WHAT IS ASKED -
1 > In the Dataplex announcement, what release stage are automatic data quality and data profiling available in?
2 > Copy from the Dataplex announcement the stretch from "Deliver trusted insights" through "common statistical characteristics.".

Deliver trusted insights with automatic data quality

By mullaned2002

February 7, 2023

655

Today we announce new Dataplex features: automatic data quality (AutoDQ) and data profiling, available in public preview. Dataplex is an intelligent data fabric that provides a way to manage, monitor, and govern your distributed data at scale. AutoDQ offers automated rule recommendations, built-in reporting, and serveless execution to construct high-quality data. Data profiling delivers richer insight into the data by identifying its common statistical characteristics.

Reliable and consistent data presents an invaluable opportunity for organizations to innovate, make critical business decisions, and create differentiated customer experiences. But poor data quality can lead to inefficient processes and possible financial losses. Data quality used to be more manageable when the data footprint was small and data consumers were few. Data users could easily collaborate to define rules and include those in their analytics. However, organizations are now finding it challenging to scale this manual process as the data grows in volume and diversity, along with its users and use cases. They are struggling to standardize on data quality metrics as multiple data quality solutions sprawl across the organization . Very often, this leads to inconsistency and confusion.

Dataplex AutoDQ and data profiling now enable next-generation data profiling and data quality solutions that automate rule creation and at-scale deployment of data quality. The profiling capabilities also assist in improved discovery and auditability of the data.

Auto data quality and data profiling features offer:

An intelligent and integrated experience. It eliminates the learning curve by providing rule recommendations, an intuitive rule-building experience, and a zero-setup execution. It enables standardized reporting with built-in reports.

Extensibility for different data personas without creating silos. It is also extensible to accommodate the needs of different data personas. It enables data producers to own and publish the quality, while allowing data consumers to extend the reports according to their business needs.

Automation at scale. It scales transparently with the data. It will further utilize Dataplex’s attribute store mechanisms to enable at-scale definition and monitoring.

These preview features are the foundation for a future where data quality will be part of everyday data discovery and analysis.

“Reliable data is incredibly important in our decision- making to ensure we maintain customer trust. These next-generation data quality and profiling capabilities in Dataplex provide us with at-scale automation and intelligence that enables us to simplify our current processes, reduce manual toil, and standardize data quality leveraging built-in reporting and alerting.” — Jyoti Chawla, CTO and Head of Architecture, CDO, Deutsche Bank.

Entries pointing to named objects:
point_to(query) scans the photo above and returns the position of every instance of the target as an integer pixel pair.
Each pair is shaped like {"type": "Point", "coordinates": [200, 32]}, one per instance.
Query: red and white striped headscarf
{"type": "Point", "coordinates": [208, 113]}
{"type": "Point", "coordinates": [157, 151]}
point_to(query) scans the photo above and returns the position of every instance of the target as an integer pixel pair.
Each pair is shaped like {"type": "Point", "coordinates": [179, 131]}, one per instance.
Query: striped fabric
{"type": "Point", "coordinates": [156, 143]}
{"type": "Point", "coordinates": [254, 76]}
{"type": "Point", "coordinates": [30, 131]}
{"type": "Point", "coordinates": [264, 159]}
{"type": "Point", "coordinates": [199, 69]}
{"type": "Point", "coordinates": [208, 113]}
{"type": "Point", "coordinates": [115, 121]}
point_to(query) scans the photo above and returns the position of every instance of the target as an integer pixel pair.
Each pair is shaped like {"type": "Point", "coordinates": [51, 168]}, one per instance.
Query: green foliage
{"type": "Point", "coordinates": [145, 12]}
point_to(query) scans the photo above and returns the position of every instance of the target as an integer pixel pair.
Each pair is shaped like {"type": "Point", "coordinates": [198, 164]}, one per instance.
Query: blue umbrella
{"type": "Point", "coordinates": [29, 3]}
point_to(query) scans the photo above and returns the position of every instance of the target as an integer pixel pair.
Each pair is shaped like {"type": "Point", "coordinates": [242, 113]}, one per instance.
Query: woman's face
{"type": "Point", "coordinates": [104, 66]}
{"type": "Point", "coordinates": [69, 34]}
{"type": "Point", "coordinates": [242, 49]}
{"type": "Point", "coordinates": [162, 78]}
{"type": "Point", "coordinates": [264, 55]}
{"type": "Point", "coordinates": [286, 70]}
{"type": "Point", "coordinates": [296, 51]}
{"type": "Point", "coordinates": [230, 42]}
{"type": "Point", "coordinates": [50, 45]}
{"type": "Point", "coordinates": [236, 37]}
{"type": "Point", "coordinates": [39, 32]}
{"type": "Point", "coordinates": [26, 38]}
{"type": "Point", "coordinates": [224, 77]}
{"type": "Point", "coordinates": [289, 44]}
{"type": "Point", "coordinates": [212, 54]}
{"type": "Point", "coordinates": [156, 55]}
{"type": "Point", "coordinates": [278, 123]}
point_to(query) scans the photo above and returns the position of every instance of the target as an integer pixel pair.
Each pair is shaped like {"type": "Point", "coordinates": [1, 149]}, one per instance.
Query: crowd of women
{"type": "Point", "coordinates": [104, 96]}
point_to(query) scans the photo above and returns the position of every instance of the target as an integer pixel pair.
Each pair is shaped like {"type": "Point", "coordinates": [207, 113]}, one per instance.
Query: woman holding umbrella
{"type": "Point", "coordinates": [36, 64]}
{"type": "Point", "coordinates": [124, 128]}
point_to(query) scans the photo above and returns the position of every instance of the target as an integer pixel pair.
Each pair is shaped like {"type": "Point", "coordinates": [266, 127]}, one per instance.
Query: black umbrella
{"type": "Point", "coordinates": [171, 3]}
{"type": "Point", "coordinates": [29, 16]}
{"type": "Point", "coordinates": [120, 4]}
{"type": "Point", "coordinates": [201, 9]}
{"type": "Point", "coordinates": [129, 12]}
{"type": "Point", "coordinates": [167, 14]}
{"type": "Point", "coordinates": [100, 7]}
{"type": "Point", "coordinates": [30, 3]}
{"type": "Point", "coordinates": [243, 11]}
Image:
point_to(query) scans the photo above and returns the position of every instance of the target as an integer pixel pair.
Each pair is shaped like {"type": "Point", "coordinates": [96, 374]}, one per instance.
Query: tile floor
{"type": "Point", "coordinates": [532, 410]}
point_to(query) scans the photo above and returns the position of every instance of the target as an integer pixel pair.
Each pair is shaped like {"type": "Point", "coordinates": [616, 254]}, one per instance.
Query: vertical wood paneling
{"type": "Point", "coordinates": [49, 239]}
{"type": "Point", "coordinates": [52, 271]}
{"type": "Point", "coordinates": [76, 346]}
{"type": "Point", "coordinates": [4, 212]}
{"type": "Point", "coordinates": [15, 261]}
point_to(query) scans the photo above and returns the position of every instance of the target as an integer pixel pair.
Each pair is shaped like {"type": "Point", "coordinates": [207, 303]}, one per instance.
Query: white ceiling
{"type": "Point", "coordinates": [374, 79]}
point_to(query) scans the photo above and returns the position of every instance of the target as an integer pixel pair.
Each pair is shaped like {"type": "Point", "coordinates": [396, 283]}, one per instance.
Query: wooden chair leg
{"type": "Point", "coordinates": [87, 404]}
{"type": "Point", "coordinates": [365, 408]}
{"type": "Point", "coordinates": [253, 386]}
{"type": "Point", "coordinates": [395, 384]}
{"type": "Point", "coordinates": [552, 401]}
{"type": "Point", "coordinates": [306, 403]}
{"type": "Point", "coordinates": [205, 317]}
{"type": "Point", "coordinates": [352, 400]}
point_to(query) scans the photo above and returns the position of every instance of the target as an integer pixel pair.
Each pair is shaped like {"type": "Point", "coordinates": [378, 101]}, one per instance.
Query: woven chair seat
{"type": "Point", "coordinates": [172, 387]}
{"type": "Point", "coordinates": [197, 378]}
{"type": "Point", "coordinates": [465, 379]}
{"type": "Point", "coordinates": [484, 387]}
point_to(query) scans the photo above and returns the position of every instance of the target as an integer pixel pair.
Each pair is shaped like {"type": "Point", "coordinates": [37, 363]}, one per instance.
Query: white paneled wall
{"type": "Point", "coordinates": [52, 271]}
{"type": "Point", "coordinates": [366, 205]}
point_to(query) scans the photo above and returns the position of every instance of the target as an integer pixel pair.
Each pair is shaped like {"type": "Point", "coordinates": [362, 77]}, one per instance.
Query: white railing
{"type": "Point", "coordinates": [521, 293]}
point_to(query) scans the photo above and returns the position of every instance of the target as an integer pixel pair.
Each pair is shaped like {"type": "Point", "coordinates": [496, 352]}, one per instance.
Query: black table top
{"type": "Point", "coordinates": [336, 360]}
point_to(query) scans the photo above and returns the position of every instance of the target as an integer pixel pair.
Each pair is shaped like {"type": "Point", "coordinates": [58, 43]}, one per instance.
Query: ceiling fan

ANSWERS FOR THE TASKS -
1 > Public preview.

2 >
Deliver trusted insights with automatic data quality

By mullaned2002

February 7, 2023

655

Today we announce new Dataplex features: automatic data quality (AutoDQ) and data profiling, available in public preview. Dataplex is an intelligent data fabric that provides a way to manage, monitor, and govern your distributed data at scale. AutoDQ offers automated rule recommendations, built-in reporting, and serveless execution to construct high-quality data. Data profiling delivers richer insight into the data by identifying its common statistical characteristics.